**Written task**
Look for "of the plush" in the listing below, then copy exactly the line it appears in and all lines after it to the end, and nothing more.

┌──

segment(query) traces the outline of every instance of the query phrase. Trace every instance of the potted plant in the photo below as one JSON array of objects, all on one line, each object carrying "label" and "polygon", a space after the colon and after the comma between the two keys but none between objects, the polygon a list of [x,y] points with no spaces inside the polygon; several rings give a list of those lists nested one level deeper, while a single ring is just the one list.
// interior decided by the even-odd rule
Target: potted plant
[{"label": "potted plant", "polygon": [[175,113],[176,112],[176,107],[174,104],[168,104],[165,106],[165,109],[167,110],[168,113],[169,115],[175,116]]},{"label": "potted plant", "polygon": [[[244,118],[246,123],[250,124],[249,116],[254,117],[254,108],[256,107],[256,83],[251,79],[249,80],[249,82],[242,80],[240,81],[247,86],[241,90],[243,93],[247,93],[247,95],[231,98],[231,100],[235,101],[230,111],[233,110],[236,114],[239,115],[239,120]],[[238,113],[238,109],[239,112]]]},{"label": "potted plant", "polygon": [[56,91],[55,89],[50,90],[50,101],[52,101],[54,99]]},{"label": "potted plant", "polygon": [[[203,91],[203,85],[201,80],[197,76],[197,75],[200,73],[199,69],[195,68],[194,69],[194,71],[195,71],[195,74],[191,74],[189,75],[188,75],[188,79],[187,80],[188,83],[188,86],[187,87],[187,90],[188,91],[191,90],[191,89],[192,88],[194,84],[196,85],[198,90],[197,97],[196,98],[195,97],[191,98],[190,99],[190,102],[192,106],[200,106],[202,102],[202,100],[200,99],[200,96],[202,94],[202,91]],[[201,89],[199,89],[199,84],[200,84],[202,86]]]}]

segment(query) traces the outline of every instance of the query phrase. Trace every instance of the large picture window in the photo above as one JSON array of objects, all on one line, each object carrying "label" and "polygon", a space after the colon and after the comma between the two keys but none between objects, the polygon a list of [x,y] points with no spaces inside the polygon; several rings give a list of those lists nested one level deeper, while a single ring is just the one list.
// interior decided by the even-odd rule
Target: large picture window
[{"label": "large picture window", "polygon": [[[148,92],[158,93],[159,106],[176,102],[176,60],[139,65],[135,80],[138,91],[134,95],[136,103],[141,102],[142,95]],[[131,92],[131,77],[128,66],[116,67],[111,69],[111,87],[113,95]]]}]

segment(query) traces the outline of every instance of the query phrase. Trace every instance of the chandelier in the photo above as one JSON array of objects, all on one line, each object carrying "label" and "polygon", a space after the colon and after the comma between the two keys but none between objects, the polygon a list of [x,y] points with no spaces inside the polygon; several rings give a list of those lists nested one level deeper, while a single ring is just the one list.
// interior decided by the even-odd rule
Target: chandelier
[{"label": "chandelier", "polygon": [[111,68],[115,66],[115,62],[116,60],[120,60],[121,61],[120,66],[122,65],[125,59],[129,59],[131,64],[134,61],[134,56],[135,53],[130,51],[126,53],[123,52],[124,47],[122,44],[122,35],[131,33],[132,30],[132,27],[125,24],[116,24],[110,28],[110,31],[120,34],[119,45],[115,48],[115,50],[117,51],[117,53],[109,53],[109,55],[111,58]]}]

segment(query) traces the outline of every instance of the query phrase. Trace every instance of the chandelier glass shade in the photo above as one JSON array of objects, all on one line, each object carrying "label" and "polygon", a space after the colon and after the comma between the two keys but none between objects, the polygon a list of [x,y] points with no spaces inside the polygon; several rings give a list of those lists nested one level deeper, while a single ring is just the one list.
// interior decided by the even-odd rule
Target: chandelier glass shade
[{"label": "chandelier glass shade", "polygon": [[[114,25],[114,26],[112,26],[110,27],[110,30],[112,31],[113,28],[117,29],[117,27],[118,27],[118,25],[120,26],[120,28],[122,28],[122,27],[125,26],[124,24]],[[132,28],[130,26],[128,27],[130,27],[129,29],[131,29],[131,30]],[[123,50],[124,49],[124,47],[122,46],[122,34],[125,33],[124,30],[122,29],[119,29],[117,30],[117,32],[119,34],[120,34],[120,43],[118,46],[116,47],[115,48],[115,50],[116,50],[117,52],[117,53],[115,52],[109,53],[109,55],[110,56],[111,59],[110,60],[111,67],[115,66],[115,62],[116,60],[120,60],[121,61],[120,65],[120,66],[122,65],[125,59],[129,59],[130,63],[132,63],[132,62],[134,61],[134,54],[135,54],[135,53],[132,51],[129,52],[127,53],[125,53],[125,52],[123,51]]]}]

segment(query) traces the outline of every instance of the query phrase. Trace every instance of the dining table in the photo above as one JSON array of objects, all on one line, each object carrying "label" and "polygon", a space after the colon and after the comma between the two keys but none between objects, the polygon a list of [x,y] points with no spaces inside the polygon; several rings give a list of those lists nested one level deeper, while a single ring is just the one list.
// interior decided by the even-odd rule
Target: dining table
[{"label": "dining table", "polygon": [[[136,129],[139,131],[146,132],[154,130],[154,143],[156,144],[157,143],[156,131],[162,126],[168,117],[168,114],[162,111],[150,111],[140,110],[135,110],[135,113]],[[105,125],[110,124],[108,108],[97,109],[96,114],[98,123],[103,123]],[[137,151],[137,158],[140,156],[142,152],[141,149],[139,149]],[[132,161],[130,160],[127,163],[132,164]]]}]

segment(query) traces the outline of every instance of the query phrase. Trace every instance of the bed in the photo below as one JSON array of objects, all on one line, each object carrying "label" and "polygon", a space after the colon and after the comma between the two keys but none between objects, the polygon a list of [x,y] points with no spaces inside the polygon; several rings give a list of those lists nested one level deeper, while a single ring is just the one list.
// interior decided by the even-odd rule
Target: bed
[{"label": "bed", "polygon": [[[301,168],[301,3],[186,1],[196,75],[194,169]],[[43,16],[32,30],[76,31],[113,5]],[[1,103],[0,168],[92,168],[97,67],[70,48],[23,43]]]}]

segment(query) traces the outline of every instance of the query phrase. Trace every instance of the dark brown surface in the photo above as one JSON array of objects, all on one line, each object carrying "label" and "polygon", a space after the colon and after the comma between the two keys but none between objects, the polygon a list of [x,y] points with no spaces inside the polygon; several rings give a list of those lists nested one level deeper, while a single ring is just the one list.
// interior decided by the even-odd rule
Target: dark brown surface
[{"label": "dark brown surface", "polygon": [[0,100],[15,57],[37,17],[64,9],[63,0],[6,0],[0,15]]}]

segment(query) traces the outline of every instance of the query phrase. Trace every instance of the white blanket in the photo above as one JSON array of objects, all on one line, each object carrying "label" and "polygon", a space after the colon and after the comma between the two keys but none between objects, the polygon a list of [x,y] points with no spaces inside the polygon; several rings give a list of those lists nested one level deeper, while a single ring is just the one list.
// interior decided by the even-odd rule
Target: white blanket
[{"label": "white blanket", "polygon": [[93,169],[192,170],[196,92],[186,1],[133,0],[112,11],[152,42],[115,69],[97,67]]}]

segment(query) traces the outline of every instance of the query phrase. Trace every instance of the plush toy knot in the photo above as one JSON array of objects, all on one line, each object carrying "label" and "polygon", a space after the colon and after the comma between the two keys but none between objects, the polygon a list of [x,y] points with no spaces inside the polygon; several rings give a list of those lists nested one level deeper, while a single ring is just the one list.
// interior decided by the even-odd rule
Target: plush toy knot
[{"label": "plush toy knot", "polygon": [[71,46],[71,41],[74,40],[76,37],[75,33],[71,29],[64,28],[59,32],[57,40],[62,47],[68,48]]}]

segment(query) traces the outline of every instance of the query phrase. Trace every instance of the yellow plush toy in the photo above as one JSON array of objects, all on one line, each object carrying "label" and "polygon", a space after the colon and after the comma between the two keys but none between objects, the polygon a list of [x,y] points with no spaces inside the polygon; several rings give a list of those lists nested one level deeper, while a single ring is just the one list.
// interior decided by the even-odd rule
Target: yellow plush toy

└──

**Response to this exercise**
segment(query) traces the outline of every instance of the query phrase. Trace every instance of the plush toy knot in the photo above as one JSON array of objects, all on one line, each object carrying "label" and "polygon", a space after the colon and after the comma between the two keys but none between objects, the polygon a list of [x,y] points with no spaces inside the polygon; several rings give a list of those lists nested one level deeper, while a single ring is just the one list.
// interior decided by the even-odd rule
Target: plush toy knot
[{"label": "plush toy knot", "polygon": [[71,46],[71,41],[74,40],[76,37],[75,33],[71,29],[64,28],[59,32],[57,40],[62,47],[68,48]]}]

segment(query) traces the outline of every instance of the query phrase. Trace every instance of the yellow plush toy in the photo above as one JSON array of objects, all on one line, each object carrying "label" and "polygon", a space after the colon and after the comma between the two keys but none between objects, the polygon a list of [x,y] points with no spaces inside the polygon; several rings give a list of those lists nested one level deeper, while a single ring is just the one list.
// interior decided by the even-odd rule
Target: yellow plush toy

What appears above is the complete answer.